> THE REQUEST
Copy the lines from the one containing "point: wet sand" through the end of the records, and shift every coordinate in the answers by adding 13 to it. Leave the coordinates in the labeling requests and their format samples unchanged.
:: RECORDS FOR THIS TASK
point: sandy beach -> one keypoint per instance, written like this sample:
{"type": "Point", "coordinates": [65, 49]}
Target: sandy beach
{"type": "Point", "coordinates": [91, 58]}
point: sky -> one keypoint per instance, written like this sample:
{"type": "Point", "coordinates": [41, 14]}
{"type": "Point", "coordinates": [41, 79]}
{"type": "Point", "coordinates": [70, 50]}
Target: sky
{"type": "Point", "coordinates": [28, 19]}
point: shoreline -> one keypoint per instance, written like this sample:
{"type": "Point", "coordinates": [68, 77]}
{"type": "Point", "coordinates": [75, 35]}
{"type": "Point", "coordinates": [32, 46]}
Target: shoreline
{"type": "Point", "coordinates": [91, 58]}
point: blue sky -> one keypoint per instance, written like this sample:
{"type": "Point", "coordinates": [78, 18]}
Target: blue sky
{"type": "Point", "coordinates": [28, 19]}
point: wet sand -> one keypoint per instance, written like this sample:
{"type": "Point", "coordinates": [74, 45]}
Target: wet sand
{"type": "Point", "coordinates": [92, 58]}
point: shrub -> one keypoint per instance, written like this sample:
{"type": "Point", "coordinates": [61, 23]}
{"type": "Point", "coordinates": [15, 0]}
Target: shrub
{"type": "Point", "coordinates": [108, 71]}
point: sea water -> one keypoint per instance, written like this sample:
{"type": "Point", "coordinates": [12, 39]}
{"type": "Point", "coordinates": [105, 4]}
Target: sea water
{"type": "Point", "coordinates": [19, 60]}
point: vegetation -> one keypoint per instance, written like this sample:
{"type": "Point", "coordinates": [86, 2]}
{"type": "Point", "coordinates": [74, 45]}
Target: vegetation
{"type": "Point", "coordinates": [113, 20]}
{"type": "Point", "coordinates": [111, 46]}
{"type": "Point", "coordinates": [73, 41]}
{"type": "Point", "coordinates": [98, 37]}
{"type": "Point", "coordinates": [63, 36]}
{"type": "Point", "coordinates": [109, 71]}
::::
> TASK RESPONSE
point: wet sand -> one keypoint per instance, written like this sample:
{"type": "Point", "coordinates": [74, 45]}
Target: wet sand
{"type": "Point", "coordinates": [105, 71]}
point: shrub -> one keypoint per instance, written like this sample:
{"type": "Point", "coordinates": [61, 23]}
{"type": "Point", "coordinates": [15, 0]}
Target: shrub
{"type": "Point", "coordinates": [121, 84]}
point: sea water -> one keypoint per instance, written like this sample:
{"type": "Point", "coordinates": [12, 39]}
{"type": "Point", "coordinates": [105, 4]}
Target: sea water
{"type": "Point", "coordinates": [32, 73]}
point: vegetation -> one keypoint per instance, written like this sample:
{"type": "Point", "coordinates": [86, 2]}
{"type": "Point", "coordinates": [74, 45]}
Target: vegetation
{"type": "Point", "coordinates": [126, 33]}
{"type": "Point", "coordinates": [124, 59]}
{"type": "Point", "coordinates": [86, 54]}
{"type": "Point", "coordinates": [111, 50]}
{"type": "Point", "coordinates": [76, 49]}
{"type": "Point", "coordinates": [122, 84]}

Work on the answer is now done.